INSTRUCTIONS TO FOLLOW
In the records below, find the line that contains "column 238, row 202". Retype that line and all the lines after it through the end, leaving out the pictures.

(Point localization data)
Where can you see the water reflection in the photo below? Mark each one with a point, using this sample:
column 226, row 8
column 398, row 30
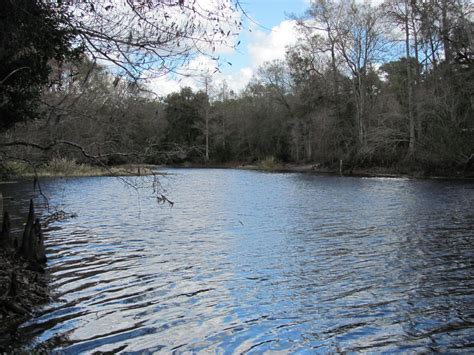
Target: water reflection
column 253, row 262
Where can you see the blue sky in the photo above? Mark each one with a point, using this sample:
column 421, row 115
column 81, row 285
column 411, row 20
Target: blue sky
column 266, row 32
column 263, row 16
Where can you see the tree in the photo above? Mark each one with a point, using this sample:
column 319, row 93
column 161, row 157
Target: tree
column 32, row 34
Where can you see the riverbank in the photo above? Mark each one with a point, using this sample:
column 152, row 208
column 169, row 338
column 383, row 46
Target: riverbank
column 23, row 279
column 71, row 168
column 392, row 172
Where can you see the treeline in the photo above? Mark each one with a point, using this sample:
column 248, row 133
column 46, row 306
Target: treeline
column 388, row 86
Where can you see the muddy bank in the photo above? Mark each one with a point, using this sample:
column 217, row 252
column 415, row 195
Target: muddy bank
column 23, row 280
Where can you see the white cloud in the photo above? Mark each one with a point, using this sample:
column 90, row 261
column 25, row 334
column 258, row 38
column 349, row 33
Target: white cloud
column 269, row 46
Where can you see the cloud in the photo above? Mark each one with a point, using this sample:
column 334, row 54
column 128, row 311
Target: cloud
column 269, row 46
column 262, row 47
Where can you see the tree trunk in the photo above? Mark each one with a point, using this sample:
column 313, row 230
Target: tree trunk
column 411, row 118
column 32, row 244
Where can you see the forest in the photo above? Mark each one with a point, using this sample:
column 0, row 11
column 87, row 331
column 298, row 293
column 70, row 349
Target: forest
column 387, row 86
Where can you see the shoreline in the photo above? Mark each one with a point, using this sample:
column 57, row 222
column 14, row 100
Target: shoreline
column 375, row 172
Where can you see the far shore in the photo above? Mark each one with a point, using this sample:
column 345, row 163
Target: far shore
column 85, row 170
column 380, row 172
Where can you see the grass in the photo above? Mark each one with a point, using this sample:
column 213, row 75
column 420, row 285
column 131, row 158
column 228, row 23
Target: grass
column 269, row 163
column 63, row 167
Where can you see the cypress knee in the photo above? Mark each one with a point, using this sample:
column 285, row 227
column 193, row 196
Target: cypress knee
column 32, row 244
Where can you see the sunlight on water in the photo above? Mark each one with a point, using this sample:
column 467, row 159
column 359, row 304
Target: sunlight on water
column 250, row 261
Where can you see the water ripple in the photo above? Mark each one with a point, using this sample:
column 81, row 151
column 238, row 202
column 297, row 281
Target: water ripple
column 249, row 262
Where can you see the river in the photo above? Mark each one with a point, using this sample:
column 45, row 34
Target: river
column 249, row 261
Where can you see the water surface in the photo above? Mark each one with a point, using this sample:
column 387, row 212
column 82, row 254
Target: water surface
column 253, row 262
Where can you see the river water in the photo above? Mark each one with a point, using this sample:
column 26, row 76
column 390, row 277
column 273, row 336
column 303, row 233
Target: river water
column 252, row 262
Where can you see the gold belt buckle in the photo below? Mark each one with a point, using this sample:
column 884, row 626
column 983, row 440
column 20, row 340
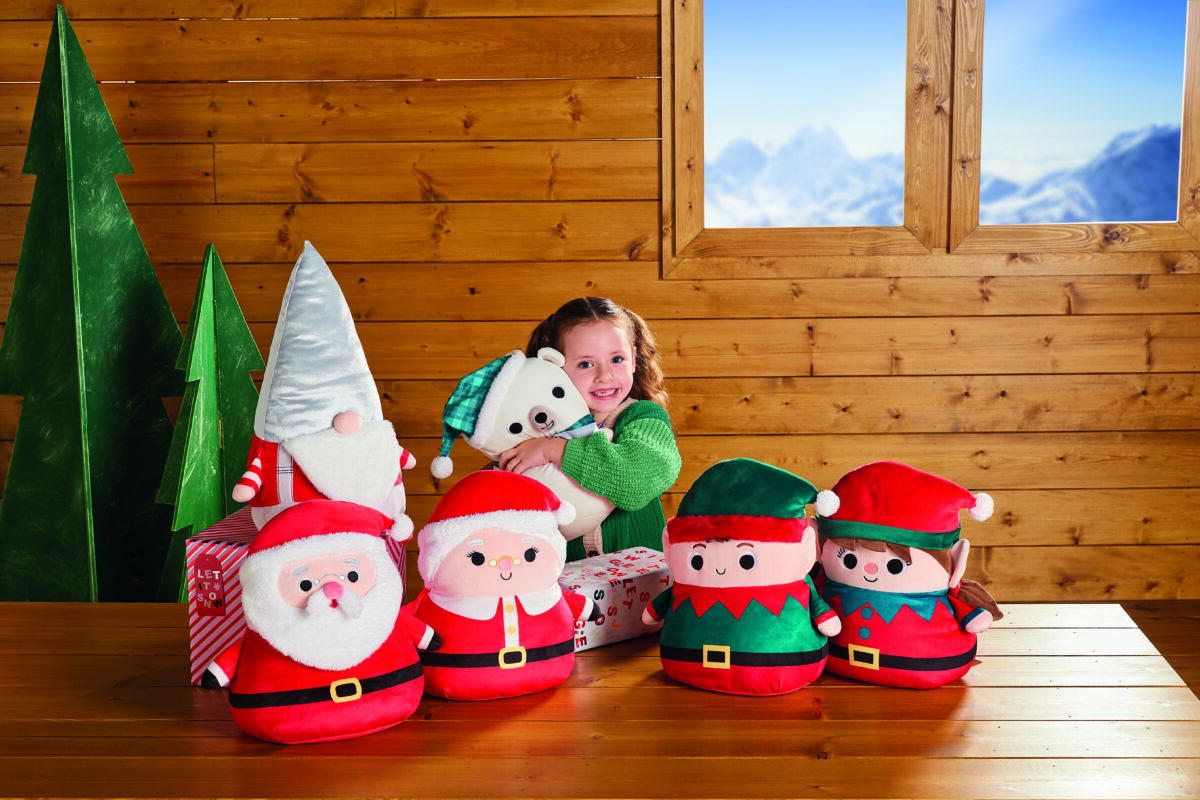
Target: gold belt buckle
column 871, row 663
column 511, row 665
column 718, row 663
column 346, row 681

SOLUTION TO THE EXERCISE
column 238, row 202
column 297, row 281
Target: water ripple
column 249, row 262
Where can you see the river in the photo above? Mark each one with a point, using this sample:
column 45, row 34
Target: river
column 249, row 261
Where can you see the water surface in the photo above? Mark each one with a point, using this sample:
column 387, row 212
column 82, row 254
Target: water surface
column 253, row 262
Where can you see the river water in the photo above? Mark each one with a point, using this sample:
column 26, row 76
column 390, row 277
column 273, row 336
column 303, row 233
Target: river water
column 252, row 262
Where can you see the gold belt buckle in the photo below? Mark each one with a point, using this sample:
column 884, row 626
column 983, row 440
column 20, row 340
Target: gold belt buckle
column 871, row 663
column 511, row 665
column 718, row 663
column 346, row 681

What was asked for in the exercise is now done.